=== What is being asked ===
Reproduce the data that follows, substituting "mark its location with a rectangle" for every occurrence of "draw a box around it" and leaving all other text unchanged.

# Raw data start

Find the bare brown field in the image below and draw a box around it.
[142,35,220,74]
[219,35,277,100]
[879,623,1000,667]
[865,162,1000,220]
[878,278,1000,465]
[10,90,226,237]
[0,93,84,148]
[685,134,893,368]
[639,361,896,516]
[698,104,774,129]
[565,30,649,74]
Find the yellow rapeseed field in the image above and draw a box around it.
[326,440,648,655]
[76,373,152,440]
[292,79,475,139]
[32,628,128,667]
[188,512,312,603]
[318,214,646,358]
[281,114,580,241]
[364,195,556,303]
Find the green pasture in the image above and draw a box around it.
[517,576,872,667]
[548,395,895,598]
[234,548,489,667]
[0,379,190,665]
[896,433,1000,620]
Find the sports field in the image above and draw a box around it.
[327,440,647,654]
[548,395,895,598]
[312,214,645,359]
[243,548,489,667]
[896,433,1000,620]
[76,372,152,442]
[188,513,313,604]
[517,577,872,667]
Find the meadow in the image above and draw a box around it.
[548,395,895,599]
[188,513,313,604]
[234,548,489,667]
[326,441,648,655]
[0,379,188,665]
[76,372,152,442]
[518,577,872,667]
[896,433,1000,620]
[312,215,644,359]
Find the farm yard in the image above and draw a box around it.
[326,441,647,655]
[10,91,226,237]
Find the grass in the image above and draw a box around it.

# Raw data end

=== Response to this exercise ===
Find the bare brown field in the image below and mark its location with a rectangle.
[142,35,220,74]
[219,35,277,100]
[879,623,1000,667]
[865,162,1000,220]
[878,278,1000,465]
[10,90,226,237]
[0,93,84,148]
[685,134,893,368]
[639,361,896,516]
[698,104,774,129]
[565,30,649,74]
Find the yellow rapeseed field in the image above and mark its location with a rectangle.
[326,440,648,655]
[76,373,152,440]
[292,79,475,139]
[32,628,128,667]
[188,512,312,603]
[318,214,646,358]
[281,114,580,241]
[364,195,556,303]
Find the green pasture in the image above and mark its location with a rectangle.
[517,576,872,667]
[548,395,895,598]
[234,548,489,667]
[0,379,190,665]
[896,433,1000,620]
Find the sports field in the image above and mark its location with a rectangle.
[327,440,647,654]
[548,395,895,598]
[312,214,645,359]
[243,548,489,667]
[896,433,1000,620]
[76,372,152,442]
[188,513,313,604]
[517,577,872,667]
Find the meadow in the image above and mark its location with a rectangle.
[548,395,895,599]
[188,513,313,604]
[234,548,489,667]
[326,441,648,655]
[0,379,188,665]
[76,372,152,442]
[518,577,872,667]
[896,433,1000,620]
[312,215,644,359]
Find the farm yard in the image above and mark its location with a rectangle.
[326,441,647,655]
[10,91,226,237]
Find the grass in the image above and mark its location with a rectangle.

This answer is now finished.